*GIVEN TASK*
Please condense the paragraph of the selection below that opens "And then there are those who work closely", keeping its main facts.
# Start of SELECTION
And then there are those who work closely with forest-dependent communities across India to sustainably harvest and market forest produce to urban audiences; reminding us that conserving local ecosystems, traditional livelihoods and indigenous wisdom go hand in hand. Organisations such as the Centre for Pastoralism (CfP) work with nomadic and semi-nomadic tribes to identify and protect native breeds of livestock, and promote non-bovine dairy—mostly goat and camel milk that seem to have many takers globally, but few in India, where it’s plentiful. Now available in Tetrapacks, camel milk is yet to become Amul Kool, if you will. While weaning Indians off cow and buffalo milk has proved anything but easy so far, Vasant Saberwal, director, CfP, has an appetising plan. With over 30 kinds of high-quality cheeses in the making, he says milk, like wine, should celebrate its terroir, offering a sense of place and taste that distinguishes a Himalayan feta from a Kutchi one, or a kalari cheese of the Van Gujjars of Jammu from the chhurpi of Arunachal’s Monpa tribe.

Tender peepal leaves and Goolar ke kabab

It’s a different matter that each time an ingredient fora­ged, harvested or milked by a listed tribe finds itself on the High Tables of Urban Tastes, its virtues are almost always yoked to good health and good living. It’s as if anything that lies two degrees south of our comfort zone must always be validated by the presence of Omega 3 acids or polyphenols. If it’s not ‘exotic’ enough, why, it must be superfood, honey! In an experience economy, when gastrotourism is no longer confused for a ramble down the small intestines, why should treating constipation or bronchitis be the only incentive to eat the flowers or fruits of a Mahua tree—an ingredient forest communities across central India favour and savour? Have we ever masticated about the health benefits of meen moilee and alu posto before scubadiving into them at supper?
# End of SELECTION
# Start of RECORD EXCERPTS
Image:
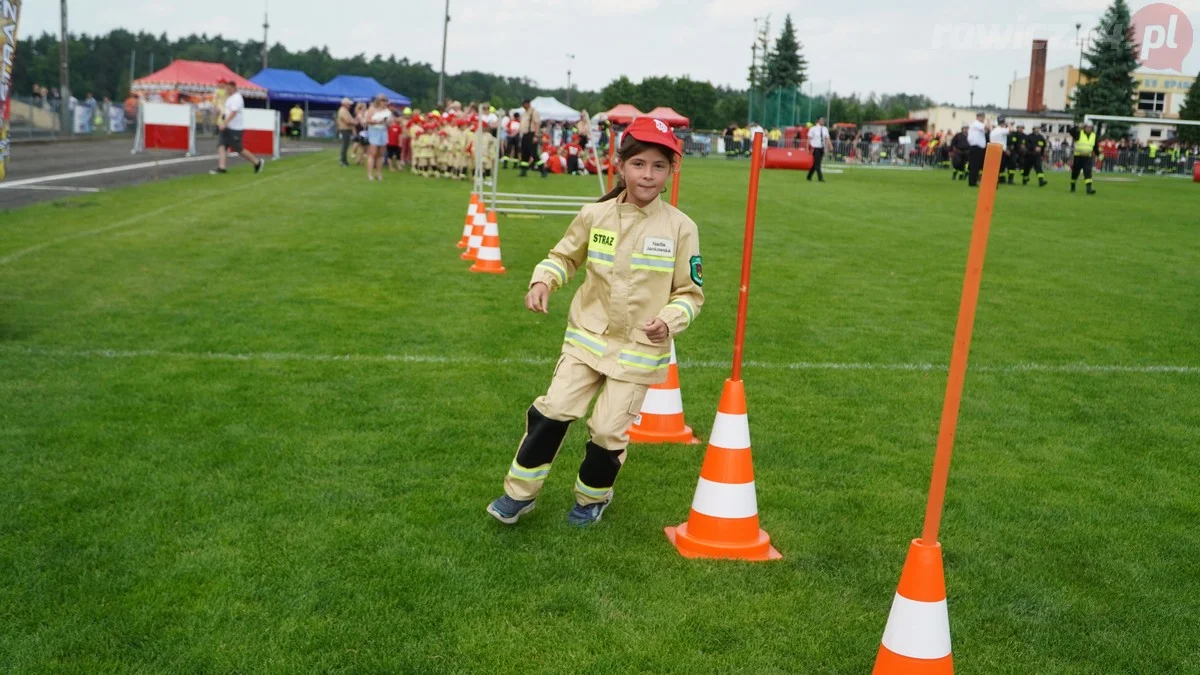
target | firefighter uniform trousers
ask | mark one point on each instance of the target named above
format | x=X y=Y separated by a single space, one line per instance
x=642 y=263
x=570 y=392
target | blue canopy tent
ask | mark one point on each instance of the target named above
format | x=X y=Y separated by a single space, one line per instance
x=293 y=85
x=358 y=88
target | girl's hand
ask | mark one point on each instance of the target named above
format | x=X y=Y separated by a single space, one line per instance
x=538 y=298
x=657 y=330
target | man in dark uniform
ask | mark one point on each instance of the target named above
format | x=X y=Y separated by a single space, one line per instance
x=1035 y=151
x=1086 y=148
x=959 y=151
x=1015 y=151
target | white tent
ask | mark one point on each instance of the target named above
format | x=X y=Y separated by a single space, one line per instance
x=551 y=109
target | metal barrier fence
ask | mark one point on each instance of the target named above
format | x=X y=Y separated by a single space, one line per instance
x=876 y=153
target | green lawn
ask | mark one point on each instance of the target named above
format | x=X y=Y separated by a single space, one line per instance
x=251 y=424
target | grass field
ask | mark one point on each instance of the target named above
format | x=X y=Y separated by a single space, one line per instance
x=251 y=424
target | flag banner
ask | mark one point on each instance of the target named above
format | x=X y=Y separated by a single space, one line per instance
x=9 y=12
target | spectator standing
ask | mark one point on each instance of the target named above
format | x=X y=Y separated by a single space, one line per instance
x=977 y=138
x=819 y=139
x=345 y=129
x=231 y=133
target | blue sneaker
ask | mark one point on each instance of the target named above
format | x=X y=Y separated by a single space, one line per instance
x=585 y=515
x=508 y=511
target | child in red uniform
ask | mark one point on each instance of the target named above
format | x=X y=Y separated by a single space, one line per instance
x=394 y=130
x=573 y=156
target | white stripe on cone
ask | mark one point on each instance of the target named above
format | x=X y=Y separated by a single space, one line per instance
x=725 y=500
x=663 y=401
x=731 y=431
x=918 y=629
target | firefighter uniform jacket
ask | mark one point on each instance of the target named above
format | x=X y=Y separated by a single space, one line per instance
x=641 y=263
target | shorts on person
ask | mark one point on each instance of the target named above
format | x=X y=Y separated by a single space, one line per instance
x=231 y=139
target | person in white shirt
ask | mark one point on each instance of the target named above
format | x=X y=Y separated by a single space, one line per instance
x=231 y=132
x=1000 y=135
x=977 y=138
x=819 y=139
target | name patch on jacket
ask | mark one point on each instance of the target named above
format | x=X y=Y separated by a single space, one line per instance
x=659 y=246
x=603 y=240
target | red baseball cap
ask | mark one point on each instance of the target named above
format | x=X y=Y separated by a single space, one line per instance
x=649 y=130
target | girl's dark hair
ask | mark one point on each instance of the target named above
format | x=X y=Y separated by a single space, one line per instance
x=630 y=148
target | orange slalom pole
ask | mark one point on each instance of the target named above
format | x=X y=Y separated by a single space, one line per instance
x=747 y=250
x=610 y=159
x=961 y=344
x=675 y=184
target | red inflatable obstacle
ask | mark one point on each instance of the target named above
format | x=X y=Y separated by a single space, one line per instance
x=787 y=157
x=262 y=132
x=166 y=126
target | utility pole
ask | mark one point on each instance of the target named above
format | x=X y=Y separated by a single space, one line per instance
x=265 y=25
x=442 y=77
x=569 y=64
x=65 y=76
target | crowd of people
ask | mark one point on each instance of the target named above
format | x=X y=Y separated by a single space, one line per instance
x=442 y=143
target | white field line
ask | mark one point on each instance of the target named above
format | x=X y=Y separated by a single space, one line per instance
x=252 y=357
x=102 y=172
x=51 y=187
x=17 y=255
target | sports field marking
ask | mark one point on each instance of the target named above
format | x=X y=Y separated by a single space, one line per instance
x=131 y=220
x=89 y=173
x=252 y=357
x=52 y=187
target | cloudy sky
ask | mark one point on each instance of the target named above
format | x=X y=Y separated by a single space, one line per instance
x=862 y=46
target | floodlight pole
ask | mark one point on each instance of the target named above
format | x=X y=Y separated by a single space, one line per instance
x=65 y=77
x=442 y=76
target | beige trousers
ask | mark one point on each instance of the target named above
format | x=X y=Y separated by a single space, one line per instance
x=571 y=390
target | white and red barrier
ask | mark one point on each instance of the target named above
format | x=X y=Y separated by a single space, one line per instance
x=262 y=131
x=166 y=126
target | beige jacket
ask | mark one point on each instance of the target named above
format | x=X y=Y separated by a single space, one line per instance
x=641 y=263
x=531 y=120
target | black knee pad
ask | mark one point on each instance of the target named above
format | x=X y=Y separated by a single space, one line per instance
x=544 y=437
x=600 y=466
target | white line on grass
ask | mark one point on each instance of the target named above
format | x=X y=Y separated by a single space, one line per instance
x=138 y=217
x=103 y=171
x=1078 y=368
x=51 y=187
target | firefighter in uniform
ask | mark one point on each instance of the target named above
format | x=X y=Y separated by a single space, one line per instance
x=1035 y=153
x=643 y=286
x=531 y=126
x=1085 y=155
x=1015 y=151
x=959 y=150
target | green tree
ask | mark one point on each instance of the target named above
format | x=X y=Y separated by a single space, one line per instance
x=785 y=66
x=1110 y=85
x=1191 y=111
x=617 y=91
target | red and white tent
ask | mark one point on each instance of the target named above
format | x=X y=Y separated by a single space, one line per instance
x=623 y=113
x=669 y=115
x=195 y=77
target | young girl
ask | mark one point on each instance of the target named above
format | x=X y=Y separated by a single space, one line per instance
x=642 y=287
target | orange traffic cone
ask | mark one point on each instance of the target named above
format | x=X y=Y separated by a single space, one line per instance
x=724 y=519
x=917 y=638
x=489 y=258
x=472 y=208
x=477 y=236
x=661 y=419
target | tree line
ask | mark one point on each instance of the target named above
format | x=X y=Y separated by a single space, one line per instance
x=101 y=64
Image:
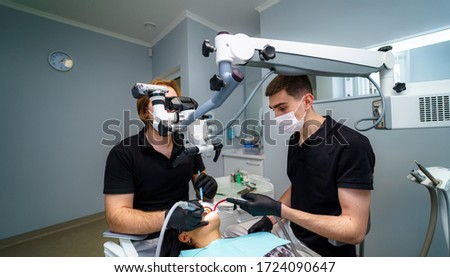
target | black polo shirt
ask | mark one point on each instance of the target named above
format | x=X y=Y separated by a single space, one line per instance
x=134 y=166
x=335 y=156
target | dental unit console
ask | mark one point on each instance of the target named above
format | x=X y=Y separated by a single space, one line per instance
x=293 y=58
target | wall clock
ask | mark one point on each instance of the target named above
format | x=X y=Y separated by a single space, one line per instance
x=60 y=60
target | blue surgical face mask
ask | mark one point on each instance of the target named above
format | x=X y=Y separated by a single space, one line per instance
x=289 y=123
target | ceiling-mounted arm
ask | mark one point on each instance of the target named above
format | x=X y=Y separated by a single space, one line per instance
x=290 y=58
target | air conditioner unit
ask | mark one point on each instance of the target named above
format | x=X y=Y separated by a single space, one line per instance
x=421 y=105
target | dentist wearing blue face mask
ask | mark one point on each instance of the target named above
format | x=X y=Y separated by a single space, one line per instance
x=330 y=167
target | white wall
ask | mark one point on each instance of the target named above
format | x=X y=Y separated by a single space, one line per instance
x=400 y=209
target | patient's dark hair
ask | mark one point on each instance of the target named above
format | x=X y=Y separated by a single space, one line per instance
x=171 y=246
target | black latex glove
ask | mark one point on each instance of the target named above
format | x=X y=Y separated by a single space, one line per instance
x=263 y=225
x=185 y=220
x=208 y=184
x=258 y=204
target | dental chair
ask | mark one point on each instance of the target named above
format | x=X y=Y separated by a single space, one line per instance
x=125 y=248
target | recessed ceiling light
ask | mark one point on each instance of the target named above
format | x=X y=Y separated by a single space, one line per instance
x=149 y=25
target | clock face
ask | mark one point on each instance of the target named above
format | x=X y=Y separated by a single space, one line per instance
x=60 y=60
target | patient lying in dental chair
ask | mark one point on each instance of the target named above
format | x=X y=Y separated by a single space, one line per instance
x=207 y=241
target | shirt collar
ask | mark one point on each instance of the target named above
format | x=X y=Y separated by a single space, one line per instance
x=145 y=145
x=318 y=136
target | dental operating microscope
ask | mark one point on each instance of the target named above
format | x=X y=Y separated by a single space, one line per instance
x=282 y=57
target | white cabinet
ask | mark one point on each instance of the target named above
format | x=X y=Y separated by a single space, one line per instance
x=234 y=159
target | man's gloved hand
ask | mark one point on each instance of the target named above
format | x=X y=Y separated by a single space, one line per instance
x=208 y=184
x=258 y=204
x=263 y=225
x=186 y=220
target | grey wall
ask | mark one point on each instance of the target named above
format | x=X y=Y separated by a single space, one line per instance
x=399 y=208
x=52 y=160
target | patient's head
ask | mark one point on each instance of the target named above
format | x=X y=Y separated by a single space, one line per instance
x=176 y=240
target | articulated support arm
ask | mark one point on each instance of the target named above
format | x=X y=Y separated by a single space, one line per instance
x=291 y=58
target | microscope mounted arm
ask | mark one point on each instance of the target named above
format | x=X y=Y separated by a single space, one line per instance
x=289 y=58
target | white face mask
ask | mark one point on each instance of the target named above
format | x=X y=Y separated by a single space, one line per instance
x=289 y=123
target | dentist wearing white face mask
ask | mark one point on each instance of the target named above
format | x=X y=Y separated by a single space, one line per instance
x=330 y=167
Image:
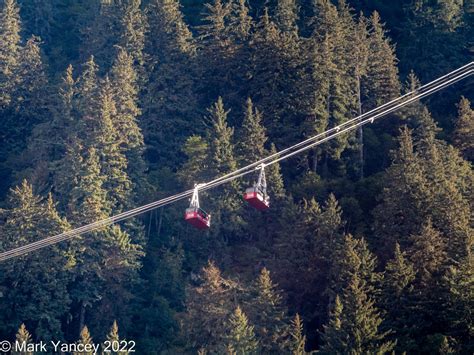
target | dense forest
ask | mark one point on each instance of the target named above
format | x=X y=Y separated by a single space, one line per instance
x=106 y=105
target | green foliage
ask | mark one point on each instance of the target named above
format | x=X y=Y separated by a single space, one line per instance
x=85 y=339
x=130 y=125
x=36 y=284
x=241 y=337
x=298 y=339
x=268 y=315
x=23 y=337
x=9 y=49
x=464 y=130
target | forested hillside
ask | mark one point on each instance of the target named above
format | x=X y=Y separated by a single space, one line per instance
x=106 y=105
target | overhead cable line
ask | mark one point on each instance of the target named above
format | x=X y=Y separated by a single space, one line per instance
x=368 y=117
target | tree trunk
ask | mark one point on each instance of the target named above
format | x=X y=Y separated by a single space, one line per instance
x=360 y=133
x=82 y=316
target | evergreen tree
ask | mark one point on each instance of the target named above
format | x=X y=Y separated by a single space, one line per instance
# End of RECORD EXCERPTS
*OUTPUT*
Some groups work with forest-dependent communities across India to harvest forest produce sustainably and sell it to urban buyers. This shows that conserving local ecosystems, traditional livelihoods and indigenous wisdom go together. One is the Centre for Pastoralism (CfP), which works with nomadic and semi-nomadic tribes to identify and protect native livestock breeds. It also promotes non-bovine dairy, mostly goat and camel milk, which has many takers globally but few in India, where it is plentiful. Camel milk is now sold in Tetrapacks but has not yet become a mainstream favorite. Weaning Indians off cow and buffalo milk has been hard, so CfP director Vasant Saberwal has over 30 high-quality cheeses in the making. He argues that milk, like wine, should reflect its terroir, so a Himalayan feta differs from a Kutchi one, and the kalari cheese of Jammu's Van Gujjars differs from the chhurpi of Arunachal's Monpa tribe.